> **To do**: List every line in the items below that contains the string "metal", matching case exactly.

> **Information given**:
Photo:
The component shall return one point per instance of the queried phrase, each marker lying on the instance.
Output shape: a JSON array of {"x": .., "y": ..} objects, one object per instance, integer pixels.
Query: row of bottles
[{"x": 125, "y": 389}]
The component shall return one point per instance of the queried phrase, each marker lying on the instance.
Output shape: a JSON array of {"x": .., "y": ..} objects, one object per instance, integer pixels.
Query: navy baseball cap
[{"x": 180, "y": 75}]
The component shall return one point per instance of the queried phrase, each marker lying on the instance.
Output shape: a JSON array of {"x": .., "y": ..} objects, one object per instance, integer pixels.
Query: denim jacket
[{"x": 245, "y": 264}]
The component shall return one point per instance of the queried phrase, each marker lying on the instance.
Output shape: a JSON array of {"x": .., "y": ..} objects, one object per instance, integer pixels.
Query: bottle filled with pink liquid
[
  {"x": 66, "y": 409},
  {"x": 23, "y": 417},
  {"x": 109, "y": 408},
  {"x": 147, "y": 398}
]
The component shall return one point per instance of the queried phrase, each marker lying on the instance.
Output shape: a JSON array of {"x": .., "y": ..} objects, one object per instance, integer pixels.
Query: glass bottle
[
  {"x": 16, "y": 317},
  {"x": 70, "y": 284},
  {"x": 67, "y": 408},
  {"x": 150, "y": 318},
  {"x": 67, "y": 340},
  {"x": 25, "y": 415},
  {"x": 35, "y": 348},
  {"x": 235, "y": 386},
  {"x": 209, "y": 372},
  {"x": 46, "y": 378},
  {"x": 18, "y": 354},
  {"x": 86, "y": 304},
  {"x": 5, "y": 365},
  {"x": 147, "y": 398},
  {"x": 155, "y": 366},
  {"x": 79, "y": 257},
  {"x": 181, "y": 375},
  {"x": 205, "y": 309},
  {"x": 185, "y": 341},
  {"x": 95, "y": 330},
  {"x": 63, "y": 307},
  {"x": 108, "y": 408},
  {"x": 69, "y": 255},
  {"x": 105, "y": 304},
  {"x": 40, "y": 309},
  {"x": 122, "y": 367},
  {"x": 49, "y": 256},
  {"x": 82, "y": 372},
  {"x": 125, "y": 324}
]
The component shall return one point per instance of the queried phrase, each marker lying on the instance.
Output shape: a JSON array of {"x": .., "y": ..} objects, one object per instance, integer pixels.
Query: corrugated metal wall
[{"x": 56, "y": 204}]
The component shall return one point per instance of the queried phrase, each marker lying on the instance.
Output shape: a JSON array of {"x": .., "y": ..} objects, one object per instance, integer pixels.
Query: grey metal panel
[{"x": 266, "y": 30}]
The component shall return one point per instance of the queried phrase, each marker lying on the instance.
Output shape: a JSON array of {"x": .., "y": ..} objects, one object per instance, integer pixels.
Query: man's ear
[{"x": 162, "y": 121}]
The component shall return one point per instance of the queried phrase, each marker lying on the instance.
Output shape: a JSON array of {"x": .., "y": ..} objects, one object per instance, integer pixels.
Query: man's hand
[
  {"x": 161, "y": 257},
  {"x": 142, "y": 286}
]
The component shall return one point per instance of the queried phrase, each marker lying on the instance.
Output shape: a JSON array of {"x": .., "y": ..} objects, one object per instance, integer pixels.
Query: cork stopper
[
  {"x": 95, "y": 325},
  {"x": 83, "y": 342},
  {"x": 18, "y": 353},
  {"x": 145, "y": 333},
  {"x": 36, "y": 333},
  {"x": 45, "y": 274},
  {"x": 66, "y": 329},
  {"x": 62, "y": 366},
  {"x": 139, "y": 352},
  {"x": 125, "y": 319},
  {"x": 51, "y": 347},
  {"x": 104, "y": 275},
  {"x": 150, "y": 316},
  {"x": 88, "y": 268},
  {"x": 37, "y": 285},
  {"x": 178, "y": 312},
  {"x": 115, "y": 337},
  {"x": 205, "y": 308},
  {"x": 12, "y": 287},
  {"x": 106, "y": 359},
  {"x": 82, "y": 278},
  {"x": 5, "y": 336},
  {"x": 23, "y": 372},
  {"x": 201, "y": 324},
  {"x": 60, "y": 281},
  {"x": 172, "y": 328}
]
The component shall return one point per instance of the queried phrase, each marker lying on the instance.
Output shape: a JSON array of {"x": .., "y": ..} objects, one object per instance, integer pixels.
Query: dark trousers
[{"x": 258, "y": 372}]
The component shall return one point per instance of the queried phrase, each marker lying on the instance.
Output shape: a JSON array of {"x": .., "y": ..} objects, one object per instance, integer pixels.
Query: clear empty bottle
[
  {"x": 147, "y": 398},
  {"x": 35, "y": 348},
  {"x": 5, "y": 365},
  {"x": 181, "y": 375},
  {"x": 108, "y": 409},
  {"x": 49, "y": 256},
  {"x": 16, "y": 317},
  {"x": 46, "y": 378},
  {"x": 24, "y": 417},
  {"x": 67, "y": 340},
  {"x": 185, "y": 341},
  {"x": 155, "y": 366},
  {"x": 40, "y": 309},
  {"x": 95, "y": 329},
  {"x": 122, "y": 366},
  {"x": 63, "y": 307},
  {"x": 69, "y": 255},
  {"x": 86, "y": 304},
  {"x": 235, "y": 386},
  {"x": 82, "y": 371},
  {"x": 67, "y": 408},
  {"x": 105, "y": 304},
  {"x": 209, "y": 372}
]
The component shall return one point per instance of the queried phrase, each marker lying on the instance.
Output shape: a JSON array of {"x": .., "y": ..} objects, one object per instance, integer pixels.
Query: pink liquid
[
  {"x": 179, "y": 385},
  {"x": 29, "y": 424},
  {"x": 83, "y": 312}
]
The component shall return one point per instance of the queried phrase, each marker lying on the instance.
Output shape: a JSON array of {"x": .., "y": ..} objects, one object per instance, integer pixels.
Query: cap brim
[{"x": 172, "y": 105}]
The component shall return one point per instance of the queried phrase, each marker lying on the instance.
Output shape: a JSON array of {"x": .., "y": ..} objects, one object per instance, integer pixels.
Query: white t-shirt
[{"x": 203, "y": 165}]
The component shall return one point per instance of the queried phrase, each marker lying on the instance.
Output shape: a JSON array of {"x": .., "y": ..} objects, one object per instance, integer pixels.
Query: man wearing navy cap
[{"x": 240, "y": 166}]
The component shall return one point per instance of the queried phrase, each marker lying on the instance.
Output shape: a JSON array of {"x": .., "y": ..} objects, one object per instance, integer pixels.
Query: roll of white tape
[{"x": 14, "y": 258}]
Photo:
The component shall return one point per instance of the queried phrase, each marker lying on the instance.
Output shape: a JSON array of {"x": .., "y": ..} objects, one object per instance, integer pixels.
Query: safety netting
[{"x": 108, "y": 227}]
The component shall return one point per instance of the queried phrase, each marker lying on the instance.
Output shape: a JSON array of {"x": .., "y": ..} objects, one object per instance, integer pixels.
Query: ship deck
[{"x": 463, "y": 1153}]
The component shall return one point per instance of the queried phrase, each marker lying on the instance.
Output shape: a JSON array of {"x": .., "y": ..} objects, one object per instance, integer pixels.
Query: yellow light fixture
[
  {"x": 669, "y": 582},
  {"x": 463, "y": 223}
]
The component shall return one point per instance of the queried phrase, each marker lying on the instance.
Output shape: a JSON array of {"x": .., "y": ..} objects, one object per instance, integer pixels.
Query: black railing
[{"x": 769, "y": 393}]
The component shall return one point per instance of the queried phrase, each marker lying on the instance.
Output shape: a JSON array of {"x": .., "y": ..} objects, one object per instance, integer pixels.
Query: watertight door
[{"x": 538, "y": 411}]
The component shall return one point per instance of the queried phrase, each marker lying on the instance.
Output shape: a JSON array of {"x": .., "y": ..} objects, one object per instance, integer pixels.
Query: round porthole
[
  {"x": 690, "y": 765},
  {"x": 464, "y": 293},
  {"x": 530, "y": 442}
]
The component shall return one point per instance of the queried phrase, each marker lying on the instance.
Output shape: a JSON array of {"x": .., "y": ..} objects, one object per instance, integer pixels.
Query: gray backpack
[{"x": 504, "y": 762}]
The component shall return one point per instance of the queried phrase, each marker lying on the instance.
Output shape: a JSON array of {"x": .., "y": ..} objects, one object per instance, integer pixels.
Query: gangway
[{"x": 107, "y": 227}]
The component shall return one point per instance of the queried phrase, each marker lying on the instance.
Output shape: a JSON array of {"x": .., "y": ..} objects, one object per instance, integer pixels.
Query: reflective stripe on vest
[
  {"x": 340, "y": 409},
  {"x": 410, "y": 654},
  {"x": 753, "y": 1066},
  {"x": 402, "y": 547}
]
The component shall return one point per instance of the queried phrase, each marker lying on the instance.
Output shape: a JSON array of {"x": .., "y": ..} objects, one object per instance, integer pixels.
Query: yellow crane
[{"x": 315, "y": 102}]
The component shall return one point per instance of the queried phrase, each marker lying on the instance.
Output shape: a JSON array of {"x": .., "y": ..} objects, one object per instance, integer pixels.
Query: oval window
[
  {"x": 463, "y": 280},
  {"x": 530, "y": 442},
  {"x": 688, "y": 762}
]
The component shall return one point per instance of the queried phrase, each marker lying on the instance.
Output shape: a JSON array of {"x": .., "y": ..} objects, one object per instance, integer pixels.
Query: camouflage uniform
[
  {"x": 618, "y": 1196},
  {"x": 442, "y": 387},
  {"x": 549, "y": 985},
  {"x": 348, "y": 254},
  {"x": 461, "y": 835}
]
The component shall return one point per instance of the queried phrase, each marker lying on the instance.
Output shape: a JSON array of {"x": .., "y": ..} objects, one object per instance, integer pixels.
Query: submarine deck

> **Result of the task**:
Query: corrugated metal wall
Query: grey metal panel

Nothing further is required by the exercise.